Can you copy the diabetes test app article word for word from "Roest said the" to "and home settings."?

▸ **PASSAGE**:
# # # #

The HbA1c finger prick blood test is the gold standard because it measures average blood glucose levels over the past two to three months, providing a more comprehensive view than daily blood sugar tests.

Roest said the app aligns directly with the aims of Health Secretary Wes Streeting’s 10-year plan for the NHS – enabling earlier detection and prevention, delivering more personalised care pathways, and moving testing and diagnosis into community and home settings.

“There’s an enormous gap in screening people for preventable diseases,” he said. “The current system – not just in the UK, but globally – cannot find, risk assess, and diagnose enough people to make any dent in the fight against things like heart attacks, strokes, and type 2 diabetes.”

Health minister Stephen Kinnock told The i Paper that the app rollout was important because type 2 diabetes is on the rise across England.

“This is a potential game-changer and exactly the type of technology we want to see in the NHS as part of the 10 Year Health Plan – bringing our health service firmly into the 21st century and care directly into people’s homes.

“We will make using the NHS as simple and convenient as online banking or shopping, while helping companies bring new technology into the health service more quickly.”

The seed of the device was planted 30 years ago when Roest was a teenager and witnessed his father having a catastrophic stroke in his early forties, due to undiagnosed cardiovascular disease (CVD).

“Using smartphones to deliver diagnostics is exactly what could have saved my dad from having so many [health] problems. He’s cost the NHS a fortune,” Roest said.

The app’s launch comes 24 hours after the Government announced the biggest shake-up of diabetes care in a decade. Around 750,000 patients with CVD or early-onset diabetes would benefit from weight-loss drugs such as liraglutide or semaglutide sooner, rather than keeping them for the later stages of treatment, new guidance states.

Pilot under way in North East

A pilot of the Diabetes Health Check is under way in the North East of England and North Cumbria as part of a testing project commissioned by the Health Innovation North East and North Cumbria (HI NENC).

Roest credits NHS England chief executive Sir Jim Mackey, who was previously in charge of Newcastle upon Tyne Hospitals NHS Foundation Trust and Northumbria Healthcare NHS Foundation Trust, for bringing advanced health tech to the North East.

“He’s created this innovation hotbed in the region and they have been trialling the diabetes check,” Roest said. “More hospitals are using it and excited about it.”

NHS trusts that have bought the technology will focus on going into communities, including religious centres, and workplaces to deliver the test before a take-home version is rolled out across the NHS later in the year.

# # # #

▸ **RECORDED INFORMATION**:
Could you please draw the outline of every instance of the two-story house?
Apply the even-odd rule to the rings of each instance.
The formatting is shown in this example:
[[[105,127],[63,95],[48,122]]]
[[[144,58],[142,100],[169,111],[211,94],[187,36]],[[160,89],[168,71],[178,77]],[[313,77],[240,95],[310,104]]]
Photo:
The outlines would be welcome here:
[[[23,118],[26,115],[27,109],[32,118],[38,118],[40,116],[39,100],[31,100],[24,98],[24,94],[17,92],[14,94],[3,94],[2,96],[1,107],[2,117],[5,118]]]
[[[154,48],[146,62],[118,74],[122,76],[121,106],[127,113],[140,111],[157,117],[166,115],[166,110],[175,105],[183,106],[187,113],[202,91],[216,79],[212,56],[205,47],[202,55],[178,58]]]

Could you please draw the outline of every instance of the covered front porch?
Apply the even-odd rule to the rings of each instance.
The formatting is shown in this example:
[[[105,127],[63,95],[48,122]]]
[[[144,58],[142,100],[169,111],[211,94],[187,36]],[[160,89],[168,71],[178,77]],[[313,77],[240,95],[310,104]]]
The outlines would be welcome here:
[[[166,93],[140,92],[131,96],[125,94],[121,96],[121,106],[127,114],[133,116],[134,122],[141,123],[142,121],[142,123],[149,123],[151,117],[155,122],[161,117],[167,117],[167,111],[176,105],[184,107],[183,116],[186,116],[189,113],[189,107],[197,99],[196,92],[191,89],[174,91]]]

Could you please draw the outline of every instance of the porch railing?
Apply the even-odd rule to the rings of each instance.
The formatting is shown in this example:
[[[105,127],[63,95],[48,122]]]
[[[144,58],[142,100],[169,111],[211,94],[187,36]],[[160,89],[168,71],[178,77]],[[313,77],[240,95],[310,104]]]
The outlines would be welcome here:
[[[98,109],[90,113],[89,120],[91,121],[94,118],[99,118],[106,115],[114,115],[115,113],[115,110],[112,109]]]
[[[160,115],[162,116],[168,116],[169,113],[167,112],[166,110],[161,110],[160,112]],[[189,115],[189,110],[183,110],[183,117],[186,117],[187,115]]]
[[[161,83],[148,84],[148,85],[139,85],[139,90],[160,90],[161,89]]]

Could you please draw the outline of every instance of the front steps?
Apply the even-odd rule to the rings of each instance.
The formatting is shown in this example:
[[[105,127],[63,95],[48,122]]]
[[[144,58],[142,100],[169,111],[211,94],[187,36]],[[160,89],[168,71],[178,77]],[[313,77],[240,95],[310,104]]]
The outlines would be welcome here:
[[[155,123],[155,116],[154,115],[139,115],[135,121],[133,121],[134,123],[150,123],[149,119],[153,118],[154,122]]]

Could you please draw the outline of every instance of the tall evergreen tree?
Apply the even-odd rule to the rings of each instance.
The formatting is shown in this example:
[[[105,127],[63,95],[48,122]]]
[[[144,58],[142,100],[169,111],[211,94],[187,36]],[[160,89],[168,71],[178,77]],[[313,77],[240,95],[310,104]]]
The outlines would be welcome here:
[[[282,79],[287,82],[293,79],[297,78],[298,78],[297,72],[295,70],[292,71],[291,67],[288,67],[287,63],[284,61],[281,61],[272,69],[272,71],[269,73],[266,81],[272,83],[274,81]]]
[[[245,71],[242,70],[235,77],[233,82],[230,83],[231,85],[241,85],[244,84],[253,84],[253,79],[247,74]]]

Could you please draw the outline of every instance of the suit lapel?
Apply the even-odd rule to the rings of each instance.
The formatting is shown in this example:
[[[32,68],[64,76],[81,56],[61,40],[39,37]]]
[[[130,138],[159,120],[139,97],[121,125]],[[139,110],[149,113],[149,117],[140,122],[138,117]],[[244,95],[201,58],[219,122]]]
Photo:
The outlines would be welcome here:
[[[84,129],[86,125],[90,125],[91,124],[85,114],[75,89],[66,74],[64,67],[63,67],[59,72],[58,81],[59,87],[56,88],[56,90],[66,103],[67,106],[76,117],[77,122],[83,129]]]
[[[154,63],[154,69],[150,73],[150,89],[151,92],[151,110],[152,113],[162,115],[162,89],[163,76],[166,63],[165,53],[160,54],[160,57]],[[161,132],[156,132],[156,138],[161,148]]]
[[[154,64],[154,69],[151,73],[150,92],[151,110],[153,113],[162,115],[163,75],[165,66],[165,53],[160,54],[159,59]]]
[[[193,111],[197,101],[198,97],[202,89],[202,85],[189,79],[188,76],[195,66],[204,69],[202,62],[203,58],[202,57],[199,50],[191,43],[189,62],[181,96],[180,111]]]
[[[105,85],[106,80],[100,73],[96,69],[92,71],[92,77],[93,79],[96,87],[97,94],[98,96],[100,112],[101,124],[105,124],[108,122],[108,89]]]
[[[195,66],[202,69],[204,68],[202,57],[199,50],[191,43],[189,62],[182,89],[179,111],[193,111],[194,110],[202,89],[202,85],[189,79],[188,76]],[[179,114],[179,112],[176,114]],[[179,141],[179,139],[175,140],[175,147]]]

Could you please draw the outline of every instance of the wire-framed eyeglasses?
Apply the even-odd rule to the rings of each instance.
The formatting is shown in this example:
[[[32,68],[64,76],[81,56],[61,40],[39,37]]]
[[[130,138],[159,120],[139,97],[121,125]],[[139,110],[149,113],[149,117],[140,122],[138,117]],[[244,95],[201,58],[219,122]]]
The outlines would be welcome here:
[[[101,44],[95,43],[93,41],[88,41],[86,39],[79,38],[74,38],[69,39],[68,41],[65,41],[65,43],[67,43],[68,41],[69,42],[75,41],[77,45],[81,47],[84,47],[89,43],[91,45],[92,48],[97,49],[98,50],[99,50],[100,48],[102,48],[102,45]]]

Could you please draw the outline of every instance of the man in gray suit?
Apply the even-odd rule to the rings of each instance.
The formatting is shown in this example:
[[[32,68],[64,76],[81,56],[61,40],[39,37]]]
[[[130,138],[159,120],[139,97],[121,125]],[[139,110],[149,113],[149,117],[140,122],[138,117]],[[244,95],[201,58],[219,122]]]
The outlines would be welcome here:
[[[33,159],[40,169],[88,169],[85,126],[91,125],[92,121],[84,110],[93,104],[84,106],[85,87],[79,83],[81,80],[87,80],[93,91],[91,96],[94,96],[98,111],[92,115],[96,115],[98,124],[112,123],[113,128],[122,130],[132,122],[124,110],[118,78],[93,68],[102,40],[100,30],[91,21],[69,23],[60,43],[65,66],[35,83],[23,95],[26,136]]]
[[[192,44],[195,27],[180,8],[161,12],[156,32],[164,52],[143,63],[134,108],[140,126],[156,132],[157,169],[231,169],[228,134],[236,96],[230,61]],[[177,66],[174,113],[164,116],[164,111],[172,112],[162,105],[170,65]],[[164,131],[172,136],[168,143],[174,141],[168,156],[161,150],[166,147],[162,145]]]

# # # #

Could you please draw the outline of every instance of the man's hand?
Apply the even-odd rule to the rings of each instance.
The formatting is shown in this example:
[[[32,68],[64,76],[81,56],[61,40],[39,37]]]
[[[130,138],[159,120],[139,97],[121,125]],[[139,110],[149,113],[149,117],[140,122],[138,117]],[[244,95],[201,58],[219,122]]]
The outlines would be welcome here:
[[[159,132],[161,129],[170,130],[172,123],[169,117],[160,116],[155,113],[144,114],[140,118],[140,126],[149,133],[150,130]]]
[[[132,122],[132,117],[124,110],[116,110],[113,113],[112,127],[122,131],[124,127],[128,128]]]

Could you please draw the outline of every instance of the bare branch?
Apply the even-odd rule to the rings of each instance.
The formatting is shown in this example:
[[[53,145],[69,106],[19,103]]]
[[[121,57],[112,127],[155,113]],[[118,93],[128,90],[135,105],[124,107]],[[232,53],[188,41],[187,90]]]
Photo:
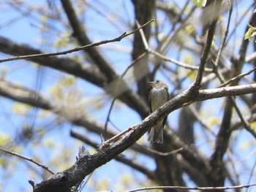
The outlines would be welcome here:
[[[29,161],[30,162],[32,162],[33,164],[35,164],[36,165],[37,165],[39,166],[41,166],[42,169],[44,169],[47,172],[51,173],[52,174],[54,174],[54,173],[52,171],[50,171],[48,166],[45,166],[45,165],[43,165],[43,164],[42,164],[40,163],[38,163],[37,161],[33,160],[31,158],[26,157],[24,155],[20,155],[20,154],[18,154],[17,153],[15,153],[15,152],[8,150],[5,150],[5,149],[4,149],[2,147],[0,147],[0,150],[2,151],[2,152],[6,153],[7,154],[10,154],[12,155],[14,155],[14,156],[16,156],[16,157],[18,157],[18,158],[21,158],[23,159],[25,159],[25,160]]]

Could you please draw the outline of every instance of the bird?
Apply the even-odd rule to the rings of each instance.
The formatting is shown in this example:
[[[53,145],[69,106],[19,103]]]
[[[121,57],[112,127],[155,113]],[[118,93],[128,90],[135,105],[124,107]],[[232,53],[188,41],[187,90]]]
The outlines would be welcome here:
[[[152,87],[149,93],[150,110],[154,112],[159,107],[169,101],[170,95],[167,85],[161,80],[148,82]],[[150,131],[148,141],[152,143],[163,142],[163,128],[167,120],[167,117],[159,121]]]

# # # #

▸ **WRITTEN REPLY**:
Roest said the app aligns directly with the aims of Health Secretary Wes Streeting’s 10-year plan for the NHS – enabling earlier detection and prevention, delivering more personalised care pathways, and moving testing and diagnosis into community and home settings.